Items from a data source
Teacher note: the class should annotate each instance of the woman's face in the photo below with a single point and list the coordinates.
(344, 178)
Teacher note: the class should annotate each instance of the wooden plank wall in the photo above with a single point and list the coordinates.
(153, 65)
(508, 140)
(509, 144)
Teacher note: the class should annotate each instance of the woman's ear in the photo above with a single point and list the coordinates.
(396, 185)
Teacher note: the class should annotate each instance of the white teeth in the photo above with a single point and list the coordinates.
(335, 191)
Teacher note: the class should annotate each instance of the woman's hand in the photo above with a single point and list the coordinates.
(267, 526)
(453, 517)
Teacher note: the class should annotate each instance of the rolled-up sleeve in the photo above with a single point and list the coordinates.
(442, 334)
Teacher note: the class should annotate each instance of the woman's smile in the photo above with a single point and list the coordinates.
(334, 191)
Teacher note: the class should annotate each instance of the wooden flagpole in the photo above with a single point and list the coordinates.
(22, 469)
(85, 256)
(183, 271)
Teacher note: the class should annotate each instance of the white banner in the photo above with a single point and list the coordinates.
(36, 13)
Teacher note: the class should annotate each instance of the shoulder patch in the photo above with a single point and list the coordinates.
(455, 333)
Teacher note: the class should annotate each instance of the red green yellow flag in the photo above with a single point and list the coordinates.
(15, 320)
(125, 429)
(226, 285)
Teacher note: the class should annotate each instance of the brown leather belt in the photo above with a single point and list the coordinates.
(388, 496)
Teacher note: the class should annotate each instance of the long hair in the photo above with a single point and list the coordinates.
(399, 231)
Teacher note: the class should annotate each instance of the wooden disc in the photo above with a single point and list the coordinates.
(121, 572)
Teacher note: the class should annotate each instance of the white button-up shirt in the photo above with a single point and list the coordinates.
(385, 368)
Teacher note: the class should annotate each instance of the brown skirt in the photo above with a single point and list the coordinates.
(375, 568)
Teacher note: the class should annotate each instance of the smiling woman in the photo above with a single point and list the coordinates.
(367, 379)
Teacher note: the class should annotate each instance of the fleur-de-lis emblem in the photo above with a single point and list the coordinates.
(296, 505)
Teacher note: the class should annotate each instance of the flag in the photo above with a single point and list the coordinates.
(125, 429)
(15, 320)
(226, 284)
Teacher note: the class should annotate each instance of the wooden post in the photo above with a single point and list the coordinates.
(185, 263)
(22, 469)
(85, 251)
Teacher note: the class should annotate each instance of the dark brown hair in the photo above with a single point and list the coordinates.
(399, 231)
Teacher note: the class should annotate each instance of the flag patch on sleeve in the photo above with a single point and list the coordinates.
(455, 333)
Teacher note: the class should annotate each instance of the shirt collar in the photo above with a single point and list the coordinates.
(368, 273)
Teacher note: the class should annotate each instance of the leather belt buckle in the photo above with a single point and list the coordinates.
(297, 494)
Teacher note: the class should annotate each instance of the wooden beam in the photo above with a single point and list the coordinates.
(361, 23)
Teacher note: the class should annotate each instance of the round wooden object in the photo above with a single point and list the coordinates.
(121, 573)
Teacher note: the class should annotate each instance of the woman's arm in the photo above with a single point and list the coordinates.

* _PROBLEM REQUIREMENTS_:
Which lines run from the one containing "of the dark" to the end of the entries above? Print them exactly, both ends included, and nothing else.

* _YOUR SOLUTION_:
Teacher note: the class should annotate each instance of the dark brown hair in the photo above with a single point and list the coordinates.
(399, 231)
Teacher note: the class should annotate each instance of the flag patch on sleeve in the photo above with a single point and list the coordinates.
(455, 333)
Teacher note: the class should annotate each instance of the shirt collar in the photo above with a single point and list the coordinates.
(368, 273)
Teacher note: the class should annotate each instance of the leather belt buckle in the photo above with a single point and list the coordinates.
(297, 494)
Teacher note: the class should annotate each instance of the wooden beam in the photo above with a single point and list the coordinates.
(361, 23)
Teacher note: the class should annotate each instance of the round wooden object in the photo above with a single point and list the coordinates.
(121, 573)
Teacher note: the class should annotate each instance of the woman's arm in the photo above with a single point and list the coordinates.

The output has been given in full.